→ **Actividad 1**
Transcribe sin cambios el fragmento de la crónica del festival que empieza con las palabras "Palacio de Vista" y termina con "podido mover alguien.".
→ **Actividad 2**
Continúa la crónica del festival a partir del punto en que se interrumpe.

El Schweppes Urban Mix, popularmente conocido como 'el festival de la hormigonera', ha tenido gloriosos aciertos en su programación musical, pero la traca final fue otra cosa. Fue ¡una experiencia total! Fue como viajar en la máquina del tiempo rumbo a, digamos, los años setenta.

Lo más característico de los conciertos de aquellos tiempos estaba allí, reunido para el deleite de los nostálgicos. Las largas colas para entrar, los policías nacionales ceñudos, los retrasos de los artistas, los inadecuados recintos para la música... Y la propia música, claro, que no hubiera desentonado en aquella época, con unos intérpretes que lucían recién salidos de saquear una 'boutique' del Haight-Ashbury, en el San Francisco jipi.

Macy Gray, Lenny Kravitz

Palacio de Vista Alegre, Madrid, 2 de junio. 29 y 36 euros.

Macy Gray se presenta con una burbujeante banda mixta e interracial que incluye hasta un DJ, único recordatorio a lo largo del concierto del año en que vivimos. Tiene menos de una hora para estrenar su música en España y su consigna es la fiesta, aparte de la Sexual revolution, título de una canción que interpreta tumbada en el suelo, con el pie del micrófono entre las piernas y movimientos ad hoc. El público, preparado para la ola mexicana y el juego de prender encendedores, entra a gusto en la propuesta de Macy, ese combinado de rock, soul, funk e hip hop. Hay menos psicodelia que en los discos y su voz parece incluso tener más cuerpo (pero puede ser una alucinación sonora). Al final, el capricho cíngaro de Oblivion, que hubiera servido como perfecto pasacalles si en el albero de Vista Alegre se hubiera podido mover alguien.

→ **Datos**
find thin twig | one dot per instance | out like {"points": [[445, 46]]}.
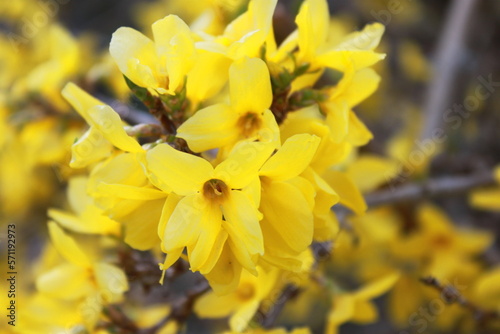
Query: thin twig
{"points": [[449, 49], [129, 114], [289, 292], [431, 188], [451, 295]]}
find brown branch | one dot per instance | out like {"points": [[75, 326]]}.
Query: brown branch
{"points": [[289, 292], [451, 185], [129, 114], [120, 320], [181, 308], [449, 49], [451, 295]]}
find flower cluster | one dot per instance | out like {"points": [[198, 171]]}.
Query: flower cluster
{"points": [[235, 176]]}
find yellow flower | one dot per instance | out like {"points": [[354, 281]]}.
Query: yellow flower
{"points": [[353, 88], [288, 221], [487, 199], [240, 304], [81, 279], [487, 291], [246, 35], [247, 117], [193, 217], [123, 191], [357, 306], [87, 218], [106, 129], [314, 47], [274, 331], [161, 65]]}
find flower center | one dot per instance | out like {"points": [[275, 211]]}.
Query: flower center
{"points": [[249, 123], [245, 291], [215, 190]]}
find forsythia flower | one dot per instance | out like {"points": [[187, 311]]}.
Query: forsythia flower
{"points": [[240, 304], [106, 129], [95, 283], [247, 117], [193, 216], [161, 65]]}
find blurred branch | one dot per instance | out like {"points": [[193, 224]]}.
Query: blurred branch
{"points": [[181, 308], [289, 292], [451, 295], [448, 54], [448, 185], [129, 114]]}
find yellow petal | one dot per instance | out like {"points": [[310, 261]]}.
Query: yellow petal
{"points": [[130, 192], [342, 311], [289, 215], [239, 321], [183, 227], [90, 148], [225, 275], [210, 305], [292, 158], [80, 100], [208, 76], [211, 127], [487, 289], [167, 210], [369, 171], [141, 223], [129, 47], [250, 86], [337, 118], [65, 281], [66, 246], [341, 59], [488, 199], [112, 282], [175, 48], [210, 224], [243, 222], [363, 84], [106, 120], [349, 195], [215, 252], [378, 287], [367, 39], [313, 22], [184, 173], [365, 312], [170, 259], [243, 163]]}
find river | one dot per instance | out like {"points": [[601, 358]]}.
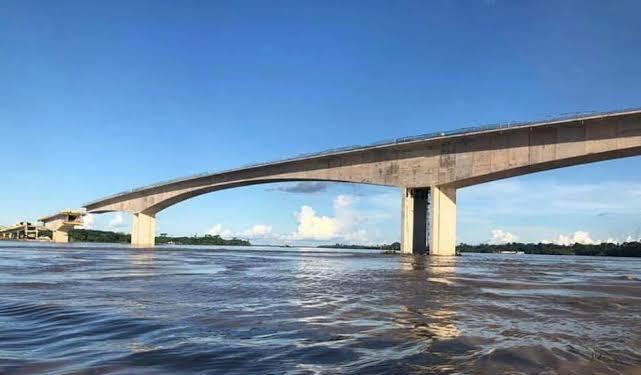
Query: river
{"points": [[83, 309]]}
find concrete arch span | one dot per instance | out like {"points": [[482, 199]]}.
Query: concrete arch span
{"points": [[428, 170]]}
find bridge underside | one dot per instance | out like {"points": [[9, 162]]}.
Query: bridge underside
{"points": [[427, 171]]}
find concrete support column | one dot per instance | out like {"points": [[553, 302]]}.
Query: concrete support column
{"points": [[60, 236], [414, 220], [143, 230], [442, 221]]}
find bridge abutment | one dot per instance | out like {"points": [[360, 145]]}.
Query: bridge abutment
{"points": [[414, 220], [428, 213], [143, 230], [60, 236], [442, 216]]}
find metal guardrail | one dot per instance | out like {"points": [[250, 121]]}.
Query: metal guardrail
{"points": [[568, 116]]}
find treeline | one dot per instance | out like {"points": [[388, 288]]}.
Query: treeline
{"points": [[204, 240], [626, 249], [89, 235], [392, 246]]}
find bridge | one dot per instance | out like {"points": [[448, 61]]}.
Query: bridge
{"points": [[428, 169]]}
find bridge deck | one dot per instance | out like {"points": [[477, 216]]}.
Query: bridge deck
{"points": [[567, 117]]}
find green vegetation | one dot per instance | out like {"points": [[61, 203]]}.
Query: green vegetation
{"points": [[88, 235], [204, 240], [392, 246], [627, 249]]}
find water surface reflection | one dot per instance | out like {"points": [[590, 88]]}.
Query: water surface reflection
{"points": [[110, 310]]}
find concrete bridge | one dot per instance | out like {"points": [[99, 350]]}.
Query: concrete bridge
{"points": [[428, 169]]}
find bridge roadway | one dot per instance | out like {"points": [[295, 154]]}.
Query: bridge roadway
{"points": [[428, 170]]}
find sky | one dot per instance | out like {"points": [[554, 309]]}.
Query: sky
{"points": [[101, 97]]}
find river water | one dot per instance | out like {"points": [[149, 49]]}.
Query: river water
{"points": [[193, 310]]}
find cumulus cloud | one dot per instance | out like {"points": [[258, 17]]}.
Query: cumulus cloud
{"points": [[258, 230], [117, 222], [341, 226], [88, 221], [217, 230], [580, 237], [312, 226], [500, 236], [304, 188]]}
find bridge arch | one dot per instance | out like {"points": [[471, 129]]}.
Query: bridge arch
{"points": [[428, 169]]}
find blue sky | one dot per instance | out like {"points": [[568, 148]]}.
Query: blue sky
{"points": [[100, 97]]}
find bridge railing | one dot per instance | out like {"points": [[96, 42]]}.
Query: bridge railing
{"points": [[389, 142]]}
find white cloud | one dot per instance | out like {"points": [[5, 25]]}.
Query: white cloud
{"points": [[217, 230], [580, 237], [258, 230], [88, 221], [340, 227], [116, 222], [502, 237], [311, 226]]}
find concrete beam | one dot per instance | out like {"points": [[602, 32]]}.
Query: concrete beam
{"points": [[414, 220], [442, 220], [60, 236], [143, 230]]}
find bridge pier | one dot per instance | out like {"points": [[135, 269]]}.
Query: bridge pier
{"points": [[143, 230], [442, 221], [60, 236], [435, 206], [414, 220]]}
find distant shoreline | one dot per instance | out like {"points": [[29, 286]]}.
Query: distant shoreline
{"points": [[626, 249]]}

→ **Espacio de respuesta 1**
Palacio de Vista Alegre, Madrid, 2 de junio. 29 y 36 euros.

Macy Gray se presenta con una burbujeante banda mixta e interracial que incluye hasta un DJ, único recordatorio a lo largo del concierto del año en que vivimos. Tiene menos de una hora para estrenar su música en España y su consigna es la fiesta, aparte de la Sexual revolution, título de una canción que interpreta tumbada en el suelo, con el pie del micrófono entre las piernas y movimientos ad hoc. El público, preparado para la ola mexicana y el juego de prender encendedores, entra a gusto en la propuesta de Macy, ese combinado de rock, soul, funk e hip hop. Hay menos psicodelia que en los discos y su voz parece incluso tener más cuerpo (pero puede ser una alucinación sonora). Al final, el capricho cíngaro de Oblivion, que hubiera servido como perfecto pasacalles si en el albero de Vista Alegre se hubiera podido mover alguien.

→ **Espacio de respuesta 2**
Imagen calculada

Lo que en Macy Gray parece simpática espontaneidad de colgada, en Lenny Kravitz es imagen calculada al milímetro y 'espejito, espejito, dime quién es el más guapo descendiente de los dioses de Woodstock'. Tan buen actor que hasta, oh, muestra sorpresa cuando irrumpen en el escenario Macy Gray y unas niñas, vírgenes vestales del nuevo culto, a entregarle flores ya que es su cumpleaños (a juzgar por la música que toca, calculo que cumplía los sesenta). El personal se enternece y canta el Happy birthday. Y es que la adoración que despierta Lenny evidencia que el truco del super spade eléctrico, sex symbol a lo Jimi Hendrix, sigue causando estragos entre el público blanco. Sólo que aquí no hay posible comparación musical: respaldado por una muralla de amplificadores Marshall, con proyecciones de vidrieras catedralicias, Lenny escenifica sus riffs reciclados sin que fallen las poses, los detalles indumentarios, los peinados 'afro'.

El ritual es tan agobiante que se agradecen como genialidades los cambios de registro hacia el material más soul, cuando suena el Hammond o aparece un saxofonista. Entre tanta impostura naufragan las canciones aprovechables del señor Kravitz. El saberse minoría en una masa delirante hace que el cronista se calle su sospecha: aquí hay más trampa y cartón que en un show de Operación Triunfo.